> **PROBLEM TO WORK ON**:
Write out the whole listing without a single alteration.

> **EXCERPTED DATA**:
*** Block opens ***

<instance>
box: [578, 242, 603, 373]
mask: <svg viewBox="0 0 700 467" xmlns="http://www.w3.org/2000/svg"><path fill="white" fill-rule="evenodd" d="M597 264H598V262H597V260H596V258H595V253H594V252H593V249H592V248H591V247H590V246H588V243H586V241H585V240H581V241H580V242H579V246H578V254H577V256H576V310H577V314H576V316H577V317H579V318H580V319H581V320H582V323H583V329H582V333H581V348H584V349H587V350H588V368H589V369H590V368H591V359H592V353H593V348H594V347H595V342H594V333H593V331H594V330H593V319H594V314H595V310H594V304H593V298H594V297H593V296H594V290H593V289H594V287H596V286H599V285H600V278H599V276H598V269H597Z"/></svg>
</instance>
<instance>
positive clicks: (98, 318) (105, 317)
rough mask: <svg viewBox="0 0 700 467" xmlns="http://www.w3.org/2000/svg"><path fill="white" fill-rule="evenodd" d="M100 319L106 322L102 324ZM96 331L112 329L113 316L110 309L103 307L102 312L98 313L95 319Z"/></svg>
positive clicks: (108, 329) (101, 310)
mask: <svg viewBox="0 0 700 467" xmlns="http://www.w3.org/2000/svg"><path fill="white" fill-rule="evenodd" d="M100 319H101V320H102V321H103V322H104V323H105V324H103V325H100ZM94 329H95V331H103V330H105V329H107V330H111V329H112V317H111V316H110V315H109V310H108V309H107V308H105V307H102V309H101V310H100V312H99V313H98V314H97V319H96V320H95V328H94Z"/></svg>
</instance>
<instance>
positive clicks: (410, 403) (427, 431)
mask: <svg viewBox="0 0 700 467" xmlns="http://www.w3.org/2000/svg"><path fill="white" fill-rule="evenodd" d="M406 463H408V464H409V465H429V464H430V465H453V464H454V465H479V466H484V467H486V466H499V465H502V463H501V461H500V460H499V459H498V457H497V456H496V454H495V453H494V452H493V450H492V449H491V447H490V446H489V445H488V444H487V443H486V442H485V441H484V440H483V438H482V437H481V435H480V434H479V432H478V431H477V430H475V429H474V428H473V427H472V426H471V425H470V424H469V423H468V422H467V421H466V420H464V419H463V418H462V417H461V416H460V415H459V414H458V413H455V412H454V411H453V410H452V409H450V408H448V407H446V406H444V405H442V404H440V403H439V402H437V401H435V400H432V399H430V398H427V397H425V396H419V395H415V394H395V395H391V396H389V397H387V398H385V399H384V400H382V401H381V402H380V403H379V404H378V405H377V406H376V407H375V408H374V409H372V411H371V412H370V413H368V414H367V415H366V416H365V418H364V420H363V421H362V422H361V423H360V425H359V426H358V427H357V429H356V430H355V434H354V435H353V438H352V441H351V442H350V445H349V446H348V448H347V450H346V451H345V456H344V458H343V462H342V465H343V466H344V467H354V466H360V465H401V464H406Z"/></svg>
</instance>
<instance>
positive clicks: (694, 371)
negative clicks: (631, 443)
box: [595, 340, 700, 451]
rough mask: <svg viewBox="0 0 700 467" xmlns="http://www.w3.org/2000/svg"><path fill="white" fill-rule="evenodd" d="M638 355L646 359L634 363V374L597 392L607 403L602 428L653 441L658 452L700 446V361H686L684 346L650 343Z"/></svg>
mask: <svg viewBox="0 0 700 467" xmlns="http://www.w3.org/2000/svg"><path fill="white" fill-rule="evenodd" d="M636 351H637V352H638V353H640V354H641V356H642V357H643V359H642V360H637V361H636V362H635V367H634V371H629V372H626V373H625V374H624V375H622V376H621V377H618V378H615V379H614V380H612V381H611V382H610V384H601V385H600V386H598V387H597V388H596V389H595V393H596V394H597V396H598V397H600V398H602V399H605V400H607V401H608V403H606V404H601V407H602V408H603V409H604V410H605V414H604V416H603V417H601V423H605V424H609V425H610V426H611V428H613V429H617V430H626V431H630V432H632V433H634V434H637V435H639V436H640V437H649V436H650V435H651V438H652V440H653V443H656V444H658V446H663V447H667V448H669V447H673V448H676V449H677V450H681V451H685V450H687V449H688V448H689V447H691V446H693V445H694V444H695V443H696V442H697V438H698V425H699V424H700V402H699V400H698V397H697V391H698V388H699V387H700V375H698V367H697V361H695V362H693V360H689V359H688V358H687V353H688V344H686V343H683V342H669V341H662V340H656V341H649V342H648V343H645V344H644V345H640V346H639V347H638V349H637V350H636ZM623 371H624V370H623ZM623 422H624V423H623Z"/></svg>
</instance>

*** Block closes ***

> **WRITTEN ANSWER**:
<instance>
box: [578, 242, 603, 373]
mask: <svg viewBox="0 0 700 467" xmlns="http://www.w3.org/2000/svg"><path fill="white" fill-rule="evenodd" d="M597 264H598V262H597V260H596V258H595V253H594V252H593V249H592V248H591V247H590V246H588V243H586V241H585V240H581V241H580V242H579V246H578V254H577V256H576V310H577V314H576V316H577V317H579V318H580V319H581V320H582V323H583V329H582V333H581V348H584V349H587V350H588V368H589V369H590V368H591V359H592V353H593V348H594V347H595V342H594V333H593V331H594V330H593V319H594V314H595V310H594V304H593V298H594V297H593V296H594V290H593V289H594V287H596V286H599V285H600V278H599V276H598V269H597Z"/></svg>
</instance>
<instance>
positive clicks: (98, 318) (105, 317)
rough mask: <svg viewBox="0 0 700 467" xmlns="http://www.w3.org/2000/svg"><path fill="white" fill-rule="evenodd" d="M100 319L106 322L102 324ZM96 331L112 329L113 316L110 309L103 307L102 312L98 313L95 319Z"/></svg>
positive clicks: (108, 329) (101, 310)
mask: <svg viewBox="0 0 700 467" xmlns="http://www.w3.org/2000/svg"><path fill="white" fill-rule="evenodd" d="M100 319H101V320H102V321H103V322H104V323H105V324H103V325H100ZM94 329H95V331H103V330H105V329H107V330H111V329H112V317H111V316H110V315H109V310H108V309H107V308H105V307H102V309H101V310H100V312H99V313H98V314H97V319H96V320H95V328H94Z"/></svg>
</instance>
<instance>
positive clicks: (410, 403) (427, 431)
mask: <svg viewBox="0 0 700 467" xmlns="http://www.w3.org/2000/svg"><path fill="white" fill-rule="evenodd" d="M406 463H408V464H409V465H429V464H430V465H453V464H454V465H479V466H484V467H486V466H499V465H502V463H501V461H500V460H499V459H498V457H497V456H496V454H495V453H494V452H493V450H492V449H491V447H490V446H489V445H488V444H487V443H486V442H485V441H484V440H483V438H482V437H481V435H480V434H479V432H478V431H477V430H475V429H474V428H473V427H472V426H471V425H470V424H469V423H468V422H467V421H466V420H464V419H463V418H462V417H461V416H460V415H459V414H458V413H455V412H454V411H453V410H452V409H450V408H448V407H446V406H444V405H442V404H440V403H439V402H437V401H435V400H432V399H430V398H427V397H425V396H419V395H415V394H395V395H391V396H389V397H387V398H385V399H384V400H382V401H381V402H380V403H379V404H378V405H377V406H376V407H375V408H374V409H372V411H371V412H370V413H368V414H367V415H366V416H365V418H364V420H363V421H362V422H361V423H360V425H359V426H358V427H357V429H356V430H355V434H354V435H353V438H352V441H351V442H350V445H349V446H348V448H347V450H346V451H345V456H344V458H343V462H342V465H343V466H344V467H354V466H360V465H401V464H406Z"/></svg>
</instance>
<instance>
positive clicks: (694, 371)
negative clicks: (631, 443)
box: [595, 340, 700, 451]
rough mask: <svg viewBox="0 0 700 467" xmlns="http://www.w3.org/2000/svg"><path fill="white" fill-rule="evenodd" d="M638 355L646 359L634 363V374L597 392L607 403L602 428L653 441L658 452L700 446V361H686L684 346L650 343Z"/></svg>
mask: <svg viewBox="0 0 700 467" xmlns="http://www.w3.org/2000/svg"><path fill="white" fill-rule="evenodd" d="M636 351H637V352H638V353H640V354H641V356H642V357H643V359H642V360H637V361H636V362H635V367H634V371H629V372H626V373H625V374H624V375H622V376H621V377H618V378H615V379H614V380H612V381H611V382H610V384H601V385H600V386H598V387H597V388H596V389H595V393H596V394H597V396H598V397H600V398H602V399H605V400H607V401H608V403H606V404H601V407H602V408H603V409H604V410H605V414H604V416H603V417H601V423H605V424H609V425H610V426H611V428H613V429H617V430H626V431H630V432H632V433H634V434H637V435H639V436H640V437H649V436H650V435H651V438H652V440H653V443H656V444H658V446H663V447H667V448H669V447H673V448H676V449H677V450H681V451H685V450H687V449H688V448H689V447H691V446H693V445H694V444H695V443H696V442H697V438H698V425H699V424H700V402H699V400H698V397H697V391H698V388H699V387H700V375H698V367H697V361H695V362H693V360H689V359H688V358H687V353H688V344H686V343H683V342H669V341H662V340H656V341H649V342H648V343H645V344H644V345H640V346H639V347H638V349H637V350H636ZM623 371H624V370H623ZM623 422H624V423H623Z"/></svg>
</instance>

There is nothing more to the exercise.